Data shown START

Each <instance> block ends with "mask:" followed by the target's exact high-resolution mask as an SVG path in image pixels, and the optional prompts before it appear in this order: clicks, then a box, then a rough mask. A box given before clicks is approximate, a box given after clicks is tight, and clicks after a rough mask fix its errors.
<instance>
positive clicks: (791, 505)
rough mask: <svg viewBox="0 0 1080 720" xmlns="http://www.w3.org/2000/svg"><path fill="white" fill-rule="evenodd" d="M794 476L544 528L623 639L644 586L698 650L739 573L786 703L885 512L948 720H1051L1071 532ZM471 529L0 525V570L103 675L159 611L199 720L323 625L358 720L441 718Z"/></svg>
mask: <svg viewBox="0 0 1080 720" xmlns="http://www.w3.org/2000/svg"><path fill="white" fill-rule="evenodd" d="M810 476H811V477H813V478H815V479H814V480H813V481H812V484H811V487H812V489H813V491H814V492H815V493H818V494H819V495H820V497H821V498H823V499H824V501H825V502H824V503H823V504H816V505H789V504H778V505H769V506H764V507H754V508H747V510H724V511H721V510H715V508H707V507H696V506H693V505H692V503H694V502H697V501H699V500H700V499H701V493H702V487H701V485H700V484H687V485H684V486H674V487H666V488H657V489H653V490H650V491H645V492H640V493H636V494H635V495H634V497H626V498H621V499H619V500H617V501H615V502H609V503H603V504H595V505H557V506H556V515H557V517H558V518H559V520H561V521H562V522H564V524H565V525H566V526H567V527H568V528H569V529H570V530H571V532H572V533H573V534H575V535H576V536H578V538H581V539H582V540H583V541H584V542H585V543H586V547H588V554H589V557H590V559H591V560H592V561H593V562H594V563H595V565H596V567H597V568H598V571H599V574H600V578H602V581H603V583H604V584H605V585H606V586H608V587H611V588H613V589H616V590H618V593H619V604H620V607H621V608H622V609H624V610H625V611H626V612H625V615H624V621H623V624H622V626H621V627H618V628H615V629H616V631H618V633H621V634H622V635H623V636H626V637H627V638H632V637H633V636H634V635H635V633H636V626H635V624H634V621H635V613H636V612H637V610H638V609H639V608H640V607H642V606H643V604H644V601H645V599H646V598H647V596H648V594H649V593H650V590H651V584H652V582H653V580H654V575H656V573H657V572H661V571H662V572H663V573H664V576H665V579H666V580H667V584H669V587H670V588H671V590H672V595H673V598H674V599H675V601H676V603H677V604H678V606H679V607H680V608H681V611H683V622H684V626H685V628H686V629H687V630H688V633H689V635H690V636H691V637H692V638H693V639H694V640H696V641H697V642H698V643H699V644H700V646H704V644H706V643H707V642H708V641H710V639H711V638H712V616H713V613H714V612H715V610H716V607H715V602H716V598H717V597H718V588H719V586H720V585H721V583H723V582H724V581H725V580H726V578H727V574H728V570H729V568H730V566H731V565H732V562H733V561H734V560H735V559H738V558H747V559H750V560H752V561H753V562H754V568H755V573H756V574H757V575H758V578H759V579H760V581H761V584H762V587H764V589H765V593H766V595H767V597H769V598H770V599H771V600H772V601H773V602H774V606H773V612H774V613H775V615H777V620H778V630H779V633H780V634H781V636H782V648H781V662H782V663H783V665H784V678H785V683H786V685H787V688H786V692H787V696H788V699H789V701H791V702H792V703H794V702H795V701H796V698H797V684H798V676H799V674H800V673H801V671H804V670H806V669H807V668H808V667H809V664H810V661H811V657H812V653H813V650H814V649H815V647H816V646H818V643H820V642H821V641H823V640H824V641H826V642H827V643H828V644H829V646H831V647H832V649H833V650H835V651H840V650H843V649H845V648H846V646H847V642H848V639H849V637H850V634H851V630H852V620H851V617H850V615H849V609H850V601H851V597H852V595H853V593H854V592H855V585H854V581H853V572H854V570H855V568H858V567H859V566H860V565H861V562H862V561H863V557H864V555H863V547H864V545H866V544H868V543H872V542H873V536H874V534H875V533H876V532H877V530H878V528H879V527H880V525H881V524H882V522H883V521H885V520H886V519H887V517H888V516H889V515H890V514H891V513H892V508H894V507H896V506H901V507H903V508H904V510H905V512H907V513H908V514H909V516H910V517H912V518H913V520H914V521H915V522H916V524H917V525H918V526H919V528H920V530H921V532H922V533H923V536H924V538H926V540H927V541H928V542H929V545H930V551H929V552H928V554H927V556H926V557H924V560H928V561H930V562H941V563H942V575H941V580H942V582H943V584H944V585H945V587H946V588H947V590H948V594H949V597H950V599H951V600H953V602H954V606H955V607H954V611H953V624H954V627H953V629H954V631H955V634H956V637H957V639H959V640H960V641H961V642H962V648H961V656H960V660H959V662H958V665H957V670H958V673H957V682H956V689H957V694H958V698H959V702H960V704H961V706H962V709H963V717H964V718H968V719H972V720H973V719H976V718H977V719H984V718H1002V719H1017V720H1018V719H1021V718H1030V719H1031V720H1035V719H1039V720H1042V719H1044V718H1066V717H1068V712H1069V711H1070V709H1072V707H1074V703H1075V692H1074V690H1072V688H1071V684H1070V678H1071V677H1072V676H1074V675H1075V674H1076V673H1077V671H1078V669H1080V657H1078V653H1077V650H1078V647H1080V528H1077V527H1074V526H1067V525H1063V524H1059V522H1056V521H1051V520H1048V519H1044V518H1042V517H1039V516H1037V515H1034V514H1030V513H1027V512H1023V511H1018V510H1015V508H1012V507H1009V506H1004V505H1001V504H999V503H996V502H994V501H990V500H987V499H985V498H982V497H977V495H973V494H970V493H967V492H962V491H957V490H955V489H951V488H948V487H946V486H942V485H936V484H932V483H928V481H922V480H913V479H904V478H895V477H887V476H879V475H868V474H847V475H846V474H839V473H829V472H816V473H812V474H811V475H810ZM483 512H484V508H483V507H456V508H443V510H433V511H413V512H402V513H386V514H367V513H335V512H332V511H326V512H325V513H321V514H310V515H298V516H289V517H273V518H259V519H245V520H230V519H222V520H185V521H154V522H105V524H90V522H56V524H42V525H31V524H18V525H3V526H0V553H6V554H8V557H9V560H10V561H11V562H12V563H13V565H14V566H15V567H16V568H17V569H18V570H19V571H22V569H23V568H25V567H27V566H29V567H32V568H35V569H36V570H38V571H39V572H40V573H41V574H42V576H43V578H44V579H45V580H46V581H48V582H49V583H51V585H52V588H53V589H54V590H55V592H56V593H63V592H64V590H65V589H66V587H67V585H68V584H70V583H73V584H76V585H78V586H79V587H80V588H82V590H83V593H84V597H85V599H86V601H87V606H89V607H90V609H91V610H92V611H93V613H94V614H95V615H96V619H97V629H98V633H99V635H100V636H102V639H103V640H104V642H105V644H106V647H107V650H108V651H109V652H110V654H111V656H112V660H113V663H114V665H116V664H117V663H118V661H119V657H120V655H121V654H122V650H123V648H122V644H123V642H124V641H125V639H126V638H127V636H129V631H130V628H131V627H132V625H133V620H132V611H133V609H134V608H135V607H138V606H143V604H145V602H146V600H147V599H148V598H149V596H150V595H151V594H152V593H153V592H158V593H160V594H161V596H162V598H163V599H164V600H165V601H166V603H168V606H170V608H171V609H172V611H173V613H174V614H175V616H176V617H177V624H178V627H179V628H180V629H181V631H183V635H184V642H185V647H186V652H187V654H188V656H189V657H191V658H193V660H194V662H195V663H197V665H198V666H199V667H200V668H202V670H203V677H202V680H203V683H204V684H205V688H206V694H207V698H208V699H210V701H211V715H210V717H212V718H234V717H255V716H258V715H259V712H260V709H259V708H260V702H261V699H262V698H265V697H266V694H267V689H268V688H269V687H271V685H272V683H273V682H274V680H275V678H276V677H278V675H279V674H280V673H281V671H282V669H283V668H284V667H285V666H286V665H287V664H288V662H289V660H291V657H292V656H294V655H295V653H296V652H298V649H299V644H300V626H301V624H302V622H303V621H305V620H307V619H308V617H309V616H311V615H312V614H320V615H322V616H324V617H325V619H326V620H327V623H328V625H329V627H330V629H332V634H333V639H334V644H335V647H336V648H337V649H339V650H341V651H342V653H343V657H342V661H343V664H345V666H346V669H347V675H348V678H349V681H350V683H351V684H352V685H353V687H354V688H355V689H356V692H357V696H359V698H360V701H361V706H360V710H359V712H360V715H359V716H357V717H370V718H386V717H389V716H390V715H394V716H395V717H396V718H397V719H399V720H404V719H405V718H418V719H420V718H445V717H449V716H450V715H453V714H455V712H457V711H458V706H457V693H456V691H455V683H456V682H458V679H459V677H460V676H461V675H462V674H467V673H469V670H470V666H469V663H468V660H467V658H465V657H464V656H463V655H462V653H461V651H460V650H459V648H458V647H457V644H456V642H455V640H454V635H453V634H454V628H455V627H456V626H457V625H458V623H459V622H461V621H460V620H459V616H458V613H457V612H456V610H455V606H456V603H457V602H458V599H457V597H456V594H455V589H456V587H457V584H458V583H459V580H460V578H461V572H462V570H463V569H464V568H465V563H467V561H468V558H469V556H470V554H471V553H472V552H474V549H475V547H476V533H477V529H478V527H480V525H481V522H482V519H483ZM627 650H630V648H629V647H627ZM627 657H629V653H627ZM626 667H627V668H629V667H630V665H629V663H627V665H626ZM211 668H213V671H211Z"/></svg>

Data shown END
Data shown START

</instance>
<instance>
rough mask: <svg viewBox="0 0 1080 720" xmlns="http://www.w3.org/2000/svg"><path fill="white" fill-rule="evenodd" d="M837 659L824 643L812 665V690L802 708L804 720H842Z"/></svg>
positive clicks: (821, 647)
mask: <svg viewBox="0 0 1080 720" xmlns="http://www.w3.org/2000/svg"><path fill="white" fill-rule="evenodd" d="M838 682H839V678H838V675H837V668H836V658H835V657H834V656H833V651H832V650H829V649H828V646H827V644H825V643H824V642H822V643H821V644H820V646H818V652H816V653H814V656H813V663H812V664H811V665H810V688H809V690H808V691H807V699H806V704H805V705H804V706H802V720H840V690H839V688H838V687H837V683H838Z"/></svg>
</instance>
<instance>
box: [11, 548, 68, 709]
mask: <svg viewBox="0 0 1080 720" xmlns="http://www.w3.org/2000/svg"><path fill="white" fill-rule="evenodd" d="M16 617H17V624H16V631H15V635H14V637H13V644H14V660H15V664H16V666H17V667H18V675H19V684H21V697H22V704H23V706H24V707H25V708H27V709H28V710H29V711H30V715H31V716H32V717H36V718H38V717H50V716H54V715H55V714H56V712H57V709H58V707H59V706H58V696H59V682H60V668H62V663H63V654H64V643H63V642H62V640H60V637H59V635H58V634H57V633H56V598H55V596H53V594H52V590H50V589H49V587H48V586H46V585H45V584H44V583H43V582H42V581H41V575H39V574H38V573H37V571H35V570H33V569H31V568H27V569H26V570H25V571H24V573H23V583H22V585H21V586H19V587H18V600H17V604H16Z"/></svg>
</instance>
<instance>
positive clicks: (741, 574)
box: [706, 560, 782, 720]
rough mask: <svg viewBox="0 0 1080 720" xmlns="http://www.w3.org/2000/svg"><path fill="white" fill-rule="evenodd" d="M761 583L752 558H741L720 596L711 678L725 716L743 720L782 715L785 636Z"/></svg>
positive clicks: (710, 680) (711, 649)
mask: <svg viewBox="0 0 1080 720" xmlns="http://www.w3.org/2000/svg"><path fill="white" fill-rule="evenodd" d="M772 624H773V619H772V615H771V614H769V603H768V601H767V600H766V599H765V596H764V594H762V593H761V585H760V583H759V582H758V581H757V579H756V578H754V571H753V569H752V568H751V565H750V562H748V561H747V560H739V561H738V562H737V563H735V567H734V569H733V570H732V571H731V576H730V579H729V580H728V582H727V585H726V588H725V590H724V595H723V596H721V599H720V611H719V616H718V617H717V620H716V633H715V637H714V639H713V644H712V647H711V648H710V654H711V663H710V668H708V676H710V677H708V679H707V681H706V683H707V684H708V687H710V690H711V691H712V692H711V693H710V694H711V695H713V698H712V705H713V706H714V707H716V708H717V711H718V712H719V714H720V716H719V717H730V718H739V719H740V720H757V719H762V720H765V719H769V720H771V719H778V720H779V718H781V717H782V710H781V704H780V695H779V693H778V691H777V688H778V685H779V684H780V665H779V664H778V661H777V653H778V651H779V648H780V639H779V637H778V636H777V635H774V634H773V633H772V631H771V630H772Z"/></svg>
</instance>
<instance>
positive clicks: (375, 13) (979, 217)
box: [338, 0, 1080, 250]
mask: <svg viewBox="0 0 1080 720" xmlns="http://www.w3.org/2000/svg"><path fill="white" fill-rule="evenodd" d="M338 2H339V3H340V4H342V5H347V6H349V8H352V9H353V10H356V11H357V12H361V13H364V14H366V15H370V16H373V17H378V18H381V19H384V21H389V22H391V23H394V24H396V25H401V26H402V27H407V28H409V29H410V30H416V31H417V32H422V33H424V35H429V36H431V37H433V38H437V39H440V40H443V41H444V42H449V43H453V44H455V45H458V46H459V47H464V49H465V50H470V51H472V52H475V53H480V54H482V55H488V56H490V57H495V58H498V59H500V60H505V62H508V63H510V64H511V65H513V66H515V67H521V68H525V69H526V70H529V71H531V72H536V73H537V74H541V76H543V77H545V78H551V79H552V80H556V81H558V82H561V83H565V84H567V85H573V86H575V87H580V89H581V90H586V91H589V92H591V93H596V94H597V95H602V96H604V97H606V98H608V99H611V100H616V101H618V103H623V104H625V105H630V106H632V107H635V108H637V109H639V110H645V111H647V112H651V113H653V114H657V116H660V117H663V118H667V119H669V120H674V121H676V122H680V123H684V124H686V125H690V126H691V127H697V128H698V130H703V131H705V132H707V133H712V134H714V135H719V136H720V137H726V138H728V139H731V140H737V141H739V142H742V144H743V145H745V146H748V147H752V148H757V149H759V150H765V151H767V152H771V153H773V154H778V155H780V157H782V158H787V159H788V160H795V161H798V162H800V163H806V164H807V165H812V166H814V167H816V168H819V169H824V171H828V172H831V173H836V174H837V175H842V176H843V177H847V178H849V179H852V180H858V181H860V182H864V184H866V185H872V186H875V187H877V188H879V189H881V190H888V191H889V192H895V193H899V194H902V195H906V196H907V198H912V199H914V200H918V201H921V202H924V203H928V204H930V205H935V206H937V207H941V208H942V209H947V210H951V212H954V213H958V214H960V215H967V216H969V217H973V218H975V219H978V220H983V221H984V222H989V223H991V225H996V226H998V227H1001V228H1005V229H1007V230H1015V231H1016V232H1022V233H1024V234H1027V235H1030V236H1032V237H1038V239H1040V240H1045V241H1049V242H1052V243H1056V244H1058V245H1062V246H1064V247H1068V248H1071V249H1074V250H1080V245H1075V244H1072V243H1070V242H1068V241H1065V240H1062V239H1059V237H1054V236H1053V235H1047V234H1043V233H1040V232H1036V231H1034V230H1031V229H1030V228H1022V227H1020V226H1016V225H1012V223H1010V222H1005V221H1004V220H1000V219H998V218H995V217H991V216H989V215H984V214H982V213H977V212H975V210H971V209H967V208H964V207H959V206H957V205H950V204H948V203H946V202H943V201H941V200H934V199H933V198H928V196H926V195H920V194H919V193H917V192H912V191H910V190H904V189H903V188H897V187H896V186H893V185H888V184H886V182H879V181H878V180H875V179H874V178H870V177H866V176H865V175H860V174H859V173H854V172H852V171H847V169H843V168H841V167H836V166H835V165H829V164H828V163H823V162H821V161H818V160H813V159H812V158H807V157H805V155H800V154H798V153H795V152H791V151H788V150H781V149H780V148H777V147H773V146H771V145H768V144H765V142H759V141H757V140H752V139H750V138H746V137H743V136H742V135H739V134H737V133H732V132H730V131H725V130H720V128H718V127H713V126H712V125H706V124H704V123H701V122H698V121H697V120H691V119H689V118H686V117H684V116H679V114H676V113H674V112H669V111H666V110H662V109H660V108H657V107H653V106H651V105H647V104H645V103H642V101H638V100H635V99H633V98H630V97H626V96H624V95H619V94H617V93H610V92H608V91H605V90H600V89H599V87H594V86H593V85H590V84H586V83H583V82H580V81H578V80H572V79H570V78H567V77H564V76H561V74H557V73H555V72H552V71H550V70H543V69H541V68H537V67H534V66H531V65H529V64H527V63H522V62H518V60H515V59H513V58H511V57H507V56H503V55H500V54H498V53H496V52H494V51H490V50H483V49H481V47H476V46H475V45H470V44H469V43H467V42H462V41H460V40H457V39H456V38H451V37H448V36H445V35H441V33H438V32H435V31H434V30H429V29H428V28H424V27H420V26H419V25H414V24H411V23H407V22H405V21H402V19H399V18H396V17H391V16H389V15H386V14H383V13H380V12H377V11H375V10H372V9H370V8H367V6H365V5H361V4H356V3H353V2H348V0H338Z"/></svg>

Data shown END

Task description: Each line of the data that holds the word "positive" should be copied.

Solution for this exercise:
positive clicks: (791, 505)
positive clicks: (821, 647)
positive clicks: (741, 574)
positive clicks: (710, 680) (711, 649)
positive clicks: (375, 13) (979, 217)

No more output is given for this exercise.